------ TEXT EXCERPT
Authorities confirm two dozen people lost their lives

Oklahoma tornado May 20 2013

The massive tornado that struck Moore, Oklahoma, a suburb of Oklahoma City, on Monday destroyed many homes, businesses and public buildings, including two elementary schools and a hospital.

According to reports and aerial images, property damage in the affected region is extensive, with whole neighbourhoods heavily damaged or destroyed.

AIR Worldwide estimates that the replacement value of properties within a 0.4-mile buffer zone around the track of Monday’s tornado (for a total width of 0.8 miles) is about $2bn. Within a one-mile buffer zone of the storm track (for a total width of two miles), AIR estimates a total replacement value of about $6bn.

These two buffer zones, and the differing estimated replacement value associated with them, reflect the uncertainty in the exact size of the tornado. 

“A slow-moving upper level low pressure system triggered a series of severe thunderstorm outbreaks across the Central Plains starting on 19 May,” said AIR senior principal scientist Tim Doggett. “The system coupled with very warm, humid air moving northward out of the Gulf of Mexico ahead of a surface cold front and wind shear associated with an approaching increase in jet-stream energy.

“Together, these factors produced the highly unstable atmospheric conditions that caused the Monday afternoon storms to rapidly evolve into tornadic supercell thunderstorms. The tornadoes spawned by these supercell events were long-lived due to the orientation of the track and the severity of the conditions, leaving behind long and wide swaths of damage.”

Doggett continued: “In all, this system produced 22 tornadoes on 20 May, largely in Oklahoma, although tornadoes were also reported in Missouri, Texas, Kansas, Arkansas, and Colorado. However, of these 22 tornadoes, the Moore event was by far the most damaging.”

Doggett noted: “An official estimate of the number of destroyed homes has not yet been released, however, the 1999 EF-5 tornado that followed a similar path to Monday’s EF-5 Moore tornado destroyed more than 8,000 homes.”

Although basements and underground shelters are the safest refuge from a tornado, many homes in Oklahoma are built on concrete slabs—and thus lack basements—because the soil in the region renders basement construction too costly.

According to AIR, residential structures in the affected area are typically of wood-frame construction, which are more vulnerable to high winds and windborne debris than masonry structures. Commercial buildings are, on average, less vulnerable than residential structures or automobiles, but exhibit a broader damage distribution because of wide variations in construction practices and design.

“The associated upper-level system and the surface cold front will be slowly moving east and north-east over the next couple of days. Therefore, a wide area of the central United States — including parts of Texas (including the Dallas region), Missouri, Illinois, Indiana, and Pennsylvania—may be at risk of strong winds, hail, and tornadoes as the week progresses,” said Doggett.
------------
→ TASK INSTRUCTIONS:
Summarize the article on the Moore tornado in three sentences. The rows after this point are separate material with no connection to the article on the Moore tornado.
------ INPUT DATA
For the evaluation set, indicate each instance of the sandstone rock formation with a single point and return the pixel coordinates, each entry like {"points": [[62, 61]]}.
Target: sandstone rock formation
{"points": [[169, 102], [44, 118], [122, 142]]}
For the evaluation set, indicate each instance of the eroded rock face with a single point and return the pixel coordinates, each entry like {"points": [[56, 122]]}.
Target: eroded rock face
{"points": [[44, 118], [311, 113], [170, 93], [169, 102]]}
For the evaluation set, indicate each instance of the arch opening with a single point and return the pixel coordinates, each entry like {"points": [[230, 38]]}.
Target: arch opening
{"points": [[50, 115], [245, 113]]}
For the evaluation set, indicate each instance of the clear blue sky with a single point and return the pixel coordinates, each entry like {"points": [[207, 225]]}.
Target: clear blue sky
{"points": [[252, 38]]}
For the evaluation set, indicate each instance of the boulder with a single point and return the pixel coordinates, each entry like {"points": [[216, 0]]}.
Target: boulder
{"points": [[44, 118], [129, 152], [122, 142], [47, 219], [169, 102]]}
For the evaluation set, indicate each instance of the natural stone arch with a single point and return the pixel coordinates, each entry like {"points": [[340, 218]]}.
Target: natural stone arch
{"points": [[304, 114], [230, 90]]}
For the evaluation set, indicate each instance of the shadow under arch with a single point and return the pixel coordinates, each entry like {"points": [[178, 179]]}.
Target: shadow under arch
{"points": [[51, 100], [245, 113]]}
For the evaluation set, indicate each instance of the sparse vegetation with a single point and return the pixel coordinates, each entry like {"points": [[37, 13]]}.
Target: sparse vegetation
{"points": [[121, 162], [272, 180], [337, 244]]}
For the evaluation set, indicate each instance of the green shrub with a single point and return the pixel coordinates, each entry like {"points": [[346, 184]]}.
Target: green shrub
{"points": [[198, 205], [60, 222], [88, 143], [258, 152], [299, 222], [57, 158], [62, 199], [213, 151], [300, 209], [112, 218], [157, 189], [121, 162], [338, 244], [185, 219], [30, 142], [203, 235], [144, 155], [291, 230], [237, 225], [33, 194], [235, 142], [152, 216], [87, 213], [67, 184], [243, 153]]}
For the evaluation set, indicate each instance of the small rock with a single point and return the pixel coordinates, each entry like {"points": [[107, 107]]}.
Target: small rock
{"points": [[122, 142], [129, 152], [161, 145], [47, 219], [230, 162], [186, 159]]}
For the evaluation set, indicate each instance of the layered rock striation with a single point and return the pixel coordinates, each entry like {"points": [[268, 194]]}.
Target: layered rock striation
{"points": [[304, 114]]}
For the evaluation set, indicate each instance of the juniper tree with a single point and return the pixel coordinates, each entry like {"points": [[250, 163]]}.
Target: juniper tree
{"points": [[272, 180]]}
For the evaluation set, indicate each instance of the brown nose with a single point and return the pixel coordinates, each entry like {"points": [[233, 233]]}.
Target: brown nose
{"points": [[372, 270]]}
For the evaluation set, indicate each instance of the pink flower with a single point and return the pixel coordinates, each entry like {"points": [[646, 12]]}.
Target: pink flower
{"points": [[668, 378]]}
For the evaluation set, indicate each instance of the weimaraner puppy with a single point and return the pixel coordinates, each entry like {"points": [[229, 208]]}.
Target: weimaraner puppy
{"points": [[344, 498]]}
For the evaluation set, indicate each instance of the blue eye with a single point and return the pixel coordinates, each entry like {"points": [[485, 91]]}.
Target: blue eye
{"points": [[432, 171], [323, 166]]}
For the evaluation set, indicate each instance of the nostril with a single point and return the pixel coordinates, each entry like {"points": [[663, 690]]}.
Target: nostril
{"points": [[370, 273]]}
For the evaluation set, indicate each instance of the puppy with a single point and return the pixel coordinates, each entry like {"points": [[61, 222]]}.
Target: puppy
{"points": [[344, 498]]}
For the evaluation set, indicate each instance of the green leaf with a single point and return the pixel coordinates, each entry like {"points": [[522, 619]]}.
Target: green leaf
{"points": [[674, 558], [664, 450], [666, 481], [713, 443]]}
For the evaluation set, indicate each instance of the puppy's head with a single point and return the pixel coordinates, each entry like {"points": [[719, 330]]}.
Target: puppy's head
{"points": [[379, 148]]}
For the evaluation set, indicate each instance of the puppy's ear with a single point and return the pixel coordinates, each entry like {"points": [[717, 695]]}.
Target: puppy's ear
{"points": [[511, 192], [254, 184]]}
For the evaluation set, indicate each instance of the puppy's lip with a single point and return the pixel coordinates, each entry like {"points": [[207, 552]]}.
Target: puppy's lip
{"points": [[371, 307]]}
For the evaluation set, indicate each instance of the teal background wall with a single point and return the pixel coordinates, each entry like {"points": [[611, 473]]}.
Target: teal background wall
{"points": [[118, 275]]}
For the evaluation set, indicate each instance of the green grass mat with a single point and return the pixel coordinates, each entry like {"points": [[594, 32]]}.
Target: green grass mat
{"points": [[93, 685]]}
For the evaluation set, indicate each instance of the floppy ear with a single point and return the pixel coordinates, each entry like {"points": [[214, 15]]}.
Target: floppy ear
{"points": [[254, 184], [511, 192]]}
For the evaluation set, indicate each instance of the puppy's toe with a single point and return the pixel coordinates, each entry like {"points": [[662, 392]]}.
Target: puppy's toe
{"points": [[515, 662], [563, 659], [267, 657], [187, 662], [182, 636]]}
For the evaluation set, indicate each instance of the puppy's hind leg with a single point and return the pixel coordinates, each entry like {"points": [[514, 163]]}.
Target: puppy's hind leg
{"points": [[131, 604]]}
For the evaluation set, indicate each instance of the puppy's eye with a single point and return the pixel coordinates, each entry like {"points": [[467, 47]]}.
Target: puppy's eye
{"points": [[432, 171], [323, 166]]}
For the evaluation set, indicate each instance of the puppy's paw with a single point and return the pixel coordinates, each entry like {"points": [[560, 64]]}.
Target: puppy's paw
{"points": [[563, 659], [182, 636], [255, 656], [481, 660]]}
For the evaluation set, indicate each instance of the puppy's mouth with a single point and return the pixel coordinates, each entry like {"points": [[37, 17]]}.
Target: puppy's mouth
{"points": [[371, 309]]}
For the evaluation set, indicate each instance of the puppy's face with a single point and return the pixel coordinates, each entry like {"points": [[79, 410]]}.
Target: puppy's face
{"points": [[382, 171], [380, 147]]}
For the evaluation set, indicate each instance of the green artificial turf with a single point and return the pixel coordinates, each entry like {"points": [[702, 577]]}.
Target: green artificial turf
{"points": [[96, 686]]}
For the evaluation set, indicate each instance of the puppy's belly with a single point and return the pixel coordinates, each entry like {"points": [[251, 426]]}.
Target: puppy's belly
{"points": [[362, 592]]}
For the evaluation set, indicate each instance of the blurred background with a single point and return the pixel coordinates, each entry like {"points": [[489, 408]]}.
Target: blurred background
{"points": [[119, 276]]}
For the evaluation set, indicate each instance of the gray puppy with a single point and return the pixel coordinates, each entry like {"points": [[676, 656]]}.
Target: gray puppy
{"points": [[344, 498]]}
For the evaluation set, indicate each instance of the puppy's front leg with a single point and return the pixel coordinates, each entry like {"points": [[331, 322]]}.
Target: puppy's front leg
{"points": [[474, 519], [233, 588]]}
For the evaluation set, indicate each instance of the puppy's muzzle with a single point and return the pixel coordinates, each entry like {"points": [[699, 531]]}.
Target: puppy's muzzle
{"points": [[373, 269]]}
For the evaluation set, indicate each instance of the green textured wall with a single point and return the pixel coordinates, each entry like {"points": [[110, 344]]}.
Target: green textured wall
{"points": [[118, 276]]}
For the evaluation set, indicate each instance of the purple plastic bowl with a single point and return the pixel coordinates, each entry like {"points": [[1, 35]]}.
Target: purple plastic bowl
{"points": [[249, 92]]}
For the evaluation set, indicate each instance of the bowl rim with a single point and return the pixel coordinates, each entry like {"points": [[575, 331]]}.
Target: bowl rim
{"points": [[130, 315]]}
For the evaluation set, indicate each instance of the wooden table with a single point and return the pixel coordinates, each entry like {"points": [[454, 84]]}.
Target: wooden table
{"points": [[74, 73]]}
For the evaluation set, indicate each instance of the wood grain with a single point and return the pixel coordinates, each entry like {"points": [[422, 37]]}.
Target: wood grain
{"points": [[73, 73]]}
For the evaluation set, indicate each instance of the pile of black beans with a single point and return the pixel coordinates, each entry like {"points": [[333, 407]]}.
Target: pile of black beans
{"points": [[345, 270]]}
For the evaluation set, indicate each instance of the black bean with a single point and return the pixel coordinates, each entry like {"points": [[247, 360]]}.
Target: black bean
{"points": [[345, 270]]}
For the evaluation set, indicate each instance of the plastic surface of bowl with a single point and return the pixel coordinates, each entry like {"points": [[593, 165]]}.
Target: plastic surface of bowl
------------
→ REPLY TO THE TASK:
A massive tornado struck Moore, Oklahoma, on Monday, destroying many homes, businesses and public buildings, including two elementary schools and a hospital. AIR Worldwide estimates the replacement value of properties near the storm track at about $2bn within a 0.4-mile buffer zone and about $6bn within a one-mile buffer zone, with the two figures reflecting uncertainty in the tornado's exact size. AIR senior principal scientist Tim Doggett said the weather system produced 22 tornadoes on 20 May, and the Moore event was by far the most damaging of them.